● **TASK OBJECTIVE**: Arrange the lines from the one containing "Query: Where is the winding" through the end of the records, inclusive, as a JSON list of strings with one string per line, leaving out any blank lines.

[Extracts from a box-labeled dataset]

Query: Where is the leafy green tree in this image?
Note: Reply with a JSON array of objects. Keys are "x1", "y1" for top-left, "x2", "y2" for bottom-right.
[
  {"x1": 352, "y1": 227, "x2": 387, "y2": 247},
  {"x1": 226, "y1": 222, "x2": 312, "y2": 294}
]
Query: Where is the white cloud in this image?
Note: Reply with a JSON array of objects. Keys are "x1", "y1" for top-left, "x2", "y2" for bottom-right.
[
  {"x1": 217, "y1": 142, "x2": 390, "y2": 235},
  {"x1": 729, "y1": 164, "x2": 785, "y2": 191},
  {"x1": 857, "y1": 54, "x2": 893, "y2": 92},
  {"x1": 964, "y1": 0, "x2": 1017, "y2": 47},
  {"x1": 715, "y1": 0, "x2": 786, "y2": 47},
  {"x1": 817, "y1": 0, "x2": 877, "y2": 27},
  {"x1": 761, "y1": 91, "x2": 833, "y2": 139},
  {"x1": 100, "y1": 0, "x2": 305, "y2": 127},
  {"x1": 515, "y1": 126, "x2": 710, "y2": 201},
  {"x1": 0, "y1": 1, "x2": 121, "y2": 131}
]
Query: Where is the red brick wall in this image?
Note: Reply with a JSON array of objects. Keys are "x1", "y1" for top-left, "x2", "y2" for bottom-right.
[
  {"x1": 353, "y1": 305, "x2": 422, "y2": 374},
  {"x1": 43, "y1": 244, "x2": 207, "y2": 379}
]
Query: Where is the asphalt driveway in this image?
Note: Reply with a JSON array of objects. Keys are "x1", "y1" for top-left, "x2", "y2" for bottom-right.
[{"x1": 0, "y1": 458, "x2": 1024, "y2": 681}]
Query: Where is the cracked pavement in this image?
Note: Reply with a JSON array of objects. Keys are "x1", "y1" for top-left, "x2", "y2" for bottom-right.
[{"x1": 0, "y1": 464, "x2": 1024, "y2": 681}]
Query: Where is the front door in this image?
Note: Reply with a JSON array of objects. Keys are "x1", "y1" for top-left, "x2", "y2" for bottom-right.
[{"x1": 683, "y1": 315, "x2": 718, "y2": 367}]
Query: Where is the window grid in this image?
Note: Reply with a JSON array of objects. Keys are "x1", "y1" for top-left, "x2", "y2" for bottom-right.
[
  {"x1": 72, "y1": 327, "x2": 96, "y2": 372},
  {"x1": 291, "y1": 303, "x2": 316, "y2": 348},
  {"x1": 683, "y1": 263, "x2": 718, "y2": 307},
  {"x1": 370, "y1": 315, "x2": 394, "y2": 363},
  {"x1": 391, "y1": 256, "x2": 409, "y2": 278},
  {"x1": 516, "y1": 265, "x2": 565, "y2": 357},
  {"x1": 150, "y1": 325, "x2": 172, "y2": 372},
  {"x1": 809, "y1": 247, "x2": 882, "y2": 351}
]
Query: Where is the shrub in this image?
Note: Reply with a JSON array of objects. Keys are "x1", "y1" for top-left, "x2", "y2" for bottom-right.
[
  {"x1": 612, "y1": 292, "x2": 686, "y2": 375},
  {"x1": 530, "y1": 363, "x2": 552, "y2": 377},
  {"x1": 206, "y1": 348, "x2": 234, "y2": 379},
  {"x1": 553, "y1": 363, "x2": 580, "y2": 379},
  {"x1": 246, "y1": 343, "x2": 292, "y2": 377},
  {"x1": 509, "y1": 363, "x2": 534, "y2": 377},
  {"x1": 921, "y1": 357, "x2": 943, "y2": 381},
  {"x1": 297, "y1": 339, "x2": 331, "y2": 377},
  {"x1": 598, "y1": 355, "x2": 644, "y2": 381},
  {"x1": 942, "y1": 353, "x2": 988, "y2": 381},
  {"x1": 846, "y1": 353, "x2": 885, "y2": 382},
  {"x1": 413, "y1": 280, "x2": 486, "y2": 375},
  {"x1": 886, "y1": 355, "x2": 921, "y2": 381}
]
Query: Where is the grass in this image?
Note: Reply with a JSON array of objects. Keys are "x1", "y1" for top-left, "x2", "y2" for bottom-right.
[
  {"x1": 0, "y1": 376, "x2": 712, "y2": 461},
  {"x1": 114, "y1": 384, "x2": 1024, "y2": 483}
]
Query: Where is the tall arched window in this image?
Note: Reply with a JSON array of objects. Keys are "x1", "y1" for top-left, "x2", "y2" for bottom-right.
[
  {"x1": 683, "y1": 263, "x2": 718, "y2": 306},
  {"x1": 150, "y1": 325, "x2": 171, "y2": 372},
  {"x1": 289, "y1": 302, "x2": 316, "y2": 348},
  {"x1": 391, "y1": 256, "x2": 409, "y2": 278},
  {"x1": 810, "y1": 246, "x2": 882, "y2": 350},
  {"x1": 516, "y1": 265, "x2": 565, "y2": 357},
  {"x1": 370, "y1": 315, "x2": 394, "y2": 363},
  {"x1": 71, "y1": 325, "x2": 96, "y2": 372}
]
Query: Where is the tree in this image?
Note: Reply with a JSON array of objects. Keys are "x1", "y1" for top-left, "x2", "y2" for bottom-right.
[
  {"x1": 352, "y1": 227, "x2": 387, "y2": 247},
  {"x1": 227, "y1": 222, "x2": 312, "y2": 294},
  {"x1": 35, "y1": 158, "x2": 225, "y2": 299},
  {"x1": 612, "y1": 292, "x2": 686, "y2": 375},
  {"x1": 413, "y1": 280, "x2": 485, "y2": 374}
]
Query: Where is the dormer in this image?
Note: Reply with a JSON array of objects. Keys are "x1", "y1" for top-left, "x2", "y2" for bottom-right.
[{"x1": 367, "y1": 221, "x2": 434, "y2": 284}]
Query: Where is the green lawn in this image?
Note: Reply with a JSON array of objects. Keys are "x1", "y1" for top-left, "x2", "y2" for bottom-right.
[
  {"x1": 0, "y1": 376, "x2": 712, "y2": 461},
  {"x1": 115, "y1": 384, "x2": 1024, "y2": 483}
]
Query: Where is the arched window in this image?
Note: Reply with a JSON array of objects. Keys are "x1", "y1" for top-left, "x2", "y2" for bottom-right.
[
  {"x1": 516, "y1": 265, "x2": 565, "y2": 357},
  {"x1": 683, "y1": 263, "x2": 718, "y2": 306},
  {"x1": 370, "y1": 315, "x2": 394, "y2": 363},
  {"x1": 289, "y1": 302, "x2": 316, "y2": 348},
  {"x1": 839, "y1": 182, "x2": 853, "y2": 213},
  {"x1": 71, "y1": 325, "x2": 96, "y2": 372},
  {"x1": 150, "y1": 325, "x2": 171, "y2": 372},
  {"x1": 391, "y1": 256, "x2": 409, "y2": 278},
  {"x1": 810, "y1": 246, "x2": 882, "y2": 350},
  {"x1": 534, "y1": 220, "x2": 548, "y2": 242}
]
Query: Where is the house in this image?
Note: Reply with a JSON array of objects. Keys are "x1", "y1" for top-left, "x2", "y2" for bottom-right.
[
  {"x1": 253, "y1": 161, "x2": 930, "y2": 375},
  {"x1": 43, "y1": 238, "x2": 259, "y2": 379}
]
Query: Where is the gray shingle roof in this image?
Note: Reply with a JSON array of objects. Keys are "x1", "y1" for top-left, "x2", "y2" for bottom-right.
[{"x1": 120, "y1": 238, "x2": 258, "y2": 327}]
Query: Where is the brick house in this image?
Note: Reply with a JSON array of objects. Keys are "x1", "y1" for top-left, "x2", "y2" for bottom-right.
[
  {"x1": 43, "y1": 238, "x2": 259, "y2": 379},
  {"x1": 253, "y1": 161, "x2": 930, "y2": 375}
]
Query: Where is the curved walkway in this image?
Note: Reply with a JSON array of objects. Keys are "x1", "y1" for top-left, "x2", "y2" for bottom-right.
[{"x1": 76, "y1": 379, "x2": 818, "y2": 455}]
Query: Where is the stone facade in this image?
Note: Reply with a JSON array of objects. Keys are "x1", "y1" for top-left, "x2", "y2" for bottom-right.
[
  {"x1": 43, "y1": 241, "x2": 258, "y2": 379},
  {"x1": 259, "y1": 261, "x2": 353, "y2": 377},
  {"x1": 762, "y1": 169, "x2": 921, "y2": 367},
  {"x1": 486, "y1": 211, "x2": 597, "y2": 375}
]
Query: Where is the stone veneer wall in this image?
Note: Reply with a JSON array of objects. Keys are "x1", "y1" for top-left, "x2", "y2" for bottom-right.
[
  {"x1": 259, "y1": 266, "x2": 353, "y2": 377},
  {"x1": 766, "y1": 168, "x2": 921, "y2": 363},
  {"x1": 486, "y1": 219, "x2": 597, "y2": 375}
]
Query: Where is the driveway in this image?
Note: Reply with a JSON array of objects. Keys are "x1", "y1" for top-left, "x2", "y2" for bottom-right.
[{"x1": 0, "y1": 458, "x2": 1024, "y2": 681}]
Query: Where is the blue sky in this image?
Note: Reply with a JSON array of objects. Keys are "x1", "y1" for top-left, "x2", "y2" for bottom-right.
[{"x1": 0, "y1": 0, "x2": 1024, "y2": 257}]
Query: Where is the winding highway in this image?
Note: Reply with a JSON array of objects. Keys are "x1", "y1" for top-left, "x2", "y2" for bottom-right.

● **TASK OUTPUT**:
[
  "Query: Where is the winding highway in this image?",
  "Note: Reply with a JSON array of objects. Keys are \"x1\", \"y1\" for top-left, \"x2\", \"y2\" for bottom-right."
]